┌──
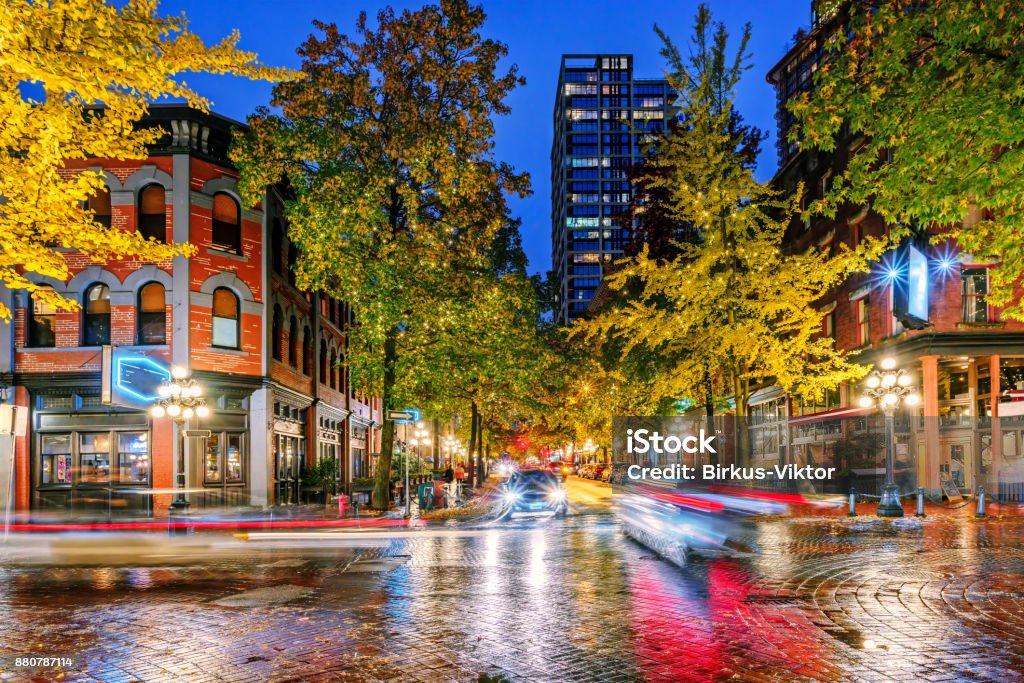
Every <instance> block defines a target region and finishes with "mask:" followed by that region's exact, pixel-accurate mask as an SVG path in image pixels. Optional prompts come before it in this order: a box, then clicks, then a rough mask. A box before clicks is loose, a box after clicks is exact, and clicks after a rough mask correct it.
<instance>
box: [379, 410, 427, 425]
mask: <svg viewBox="0 0 1024 683" xmlns="http://www.w3.org/2000/svg"><path fill="white" fill-rule="evenodd" d="M422 418H423V414H422V413H420V411H418V410H417V409H415V408H407V409H406V410H403V411H388V412H387V419H388V420H391V421H392V422H394V423H395V424H396V425H408V424H410V423H412V422H419V421H420V420H421V419H422Z"/></svg>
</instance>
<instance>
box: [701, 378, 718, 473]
mask: <svg viewBox="0 0 1024 683" xmlns="http://www.w3.org/2000/svg"><path fill="white" fill-rule="evenodd" d="M705 417H706V419H707V423H708V424H707V425H706V428H707V429H708V433H709V434H716V437H715V453H710V454H708V462H709V464H711V465H718V451H719V449H720V446H721V444H720V443H719V440H718V436H717V434H718V431H717V430H716V429H715V385H714V384H713V383H712V380H711V374H710V373H705Z"/></svg>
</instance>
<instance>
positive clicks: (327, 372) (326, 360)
mask: <svg viewBox="0 0 1024 683" xmlns="http://www.w3.org/2000/svg"><path fill="white" fill-rule="evenodd" d="M327 373H328V366H327V344H326V343H324V340H323V339H322V340H321V376H319V381H321V384H327V383H328V379H327Z"/></svg>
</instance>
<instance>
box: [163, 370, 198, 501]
mask: <svg viewBox="0 0 1024 683" xmlns="http://www.w3.org/2000/svg"><path fill="white" fill-rule="evenodd" d="M157 393H158V394H159V395H160V398H158V399H157V400H156V402H155V403H154V404H153V405H152V407H151V408H150V415H152V416H153V417H154V418H163V417H169V418H170V419H171V420H173V421H174V426H175V428H176V429H177V432H178V436H179V441H178V476H177V488H178V495H177V498H176V499H175V500H174V502H173V503H171V506H170V507H171V509H172V510H181V511H184V510H186V509H187V508H188V501H186V500H185V483H186V479H185V435H184V425H185V423H186V422H187V421H188V420H190V419H191V418H194V417H198V418H205V417H207V416H209V415H210V409H209V408H207V405H206V400H205V399H204V398H203V387H202V386H201V385H200V384H199V382H197V381H196V380H194V379H193V378H191V377H190V376H189V372H188V369H187V368H182V367H181V366H174V367H172V368H171V378H170V379H169V380H167V381H166V382H164V383H163V384H161V385H160V388H159V389H157Z"/></svg>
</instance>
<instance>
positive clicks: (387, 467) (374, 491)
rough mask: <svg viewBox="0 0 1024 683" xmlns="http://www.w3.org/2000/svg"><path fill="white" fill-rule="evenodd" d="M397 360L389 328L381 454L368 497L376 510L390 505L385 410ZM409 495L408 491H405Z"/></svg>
mask: <svg viewBox="0 0 1024 683" xmlns="http://www.w3.org/2000/svg"><path fill="white" fill-rule="evenodd" d="M397 360H398V330H397V329H396V328H391V329H390V330H388V331H387V333H385V335H384V386H383V387H382V389H381V394H382V395H381V410H382V412H383V413H384V416H383V417H384V429H383V430H382V431H381V455H380V458H378V460H377V480H376V481H374V493H373V495H372V497H371V499H370V502H371V505H372V506H373V507H374V508H375V509H376V510H387V509H388V508H389V507H390V506H391V500H390V497H389V496H388V493H389V489H390V484H391V454H392V453H393V451H394V422H393V421H391V420H388V419H387V412H388V411H392V410H394V405H392V402H393V401H394V383H395V365H396V364H397ZM406 495H407V496H408V495H409V492H406Z"/></svg>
└──
# Required work:
Omit the pictures; print the records above exactly.

# Task output:
Every <instance> block defines a target region and finishes with "mask:" followed by that region's exact, pixel-accurate mask as an SVG path in image pixels. Optional prompts come before it in this order: a box, then clicks, then a rough mask. A box before clicks is loose, a box after clicks is exact, and clicks after a rough mask correct it.
<instance>
box: [379, 410, 427, 425]
mask: <svg viewBox="0 0 1024 683" xmlns="http://www.w3.org/2000/svg"><path fill="white" fill-rule="evenodd" d="M422 418H423V414H422V413H420V411H418V410H417V409H415V408H407V409H406V410H403V411H388V412H387V419H388V420H391V421H392V422H394V423H395V424H396V425H408V424H410V423H412V422H419V421H420V420H421V419H422Z"/></svg>
</instance>
<instance>
box: [701, 378, 718, 473]
mask: <svg viewBox="0 0 1024 683" xmlns="http://www.w3.org/2000/svg"><path fill="white" fill-rule="evenodd" d="M705 417H706V419H707V423H708V424H707V425H706V428H707V429H708V433H709V434H716V437H715V453H710V454H708V462H709V464H711V465H718V451H719V449H720V446H721V444H720V443H719V440H718V436H717V434H718V431H717V430H716V429H715V385H714V384H713V383H712V380H711V374H710V373H705Z"/></svg>
</instance>
<instance>
positive clicks: (327, 372) (326, 360)
mask: <svg viewBox="0 0 1024 683" xmlns="http://www.w3.org/2000/svg"><path fill="white" fill-rule="evenodd" d="M327 373H328V366H327V344H326V343H324V340H323V339H322V340H321V376H319V381H321V384H327V383H328V379H327Z"/></svg>
</instance>
<instance>
box: [163, 370, 198, 501]
mask: <svg viewBox="0 0 1024 683" xmlns="http://www.w3.org/2000/svg"><path fill="white" fill-rule="evenodd" d="M157 393H158V394H159V395H160V398H158V399H157V400H156V402H155V403H154V404H153V405H152V407H151V408H150V415H152V416H153V417H154V418H163V417H169V418H170V419H171V420H173V421H174V426H175V428H176V429H177V432H178V436H179V441H178V476H177V488H178V495H177V498H176V499H175V500H174V502H173V503H171V506H170V507H171V509H172V510H181V511H184V510H186V509H187V508H188V501H186V500H185V483H186V479H185V435H184V425H185V423H186V422H187V421H188V420H190V419H191V418H194V417H198V418H205V417H207V416H209V415H210V409H209V408H207V405H206V400H205V399H204V398H203V387H202V386H201V385H200V384H199V382H197V381H196V380H194V379H193V378H191V377H190V376H189V372H188V369H187V368H182V367H181V366H174V367H172V368H171V378H170V379H169V380H167V381H166V382H164V383H163V384H161V385H160V388H159V389H157Z"/></svg>
</instance>
<instance>
positive clicks: (387, 467) (374, 491)
rough mask: <svg viewBox="0 0 1024 683" xmlns="http://www.w3.org/2000/svg"><path fill="white" fill-rule="evenodd" d="M397 360L389 328L381 454L368 497L376 510L390 505L385 410ZM409 495L408 491H405Z"/></svg>
mask: <svg viewBox="0 0 1024 683" xmlns="http://www.w3.org/2000/svg"><path fill="white" fill-rule="evenodd" d="M397 360H398V330H397V329H396V328H391V329H390V330H388V331H387V333H385V335H384V386H383V387H382V389H381V394H382V395H381V410H382V412H383V413H384V416H383V417H384V429H383V430H382V431H381V455H380V458H378V460H377V480H376V481H374V493H373V495H372V497H371V499H370V502H371V505H372V506H373V507H374V508H375V509H376V510H387V509H388V508H389V507H390V506H391V500H390V497H389V496H388V493H389V489H390V484H391V454H392V453H393V451H394V422H393V421H391V420H388V419H387V412H388V411H392V410H394V405H392V402H393V401H394V383H395V365H396V364H397ZM406 495H407V496H408V495H409V492H406Z"/></svg>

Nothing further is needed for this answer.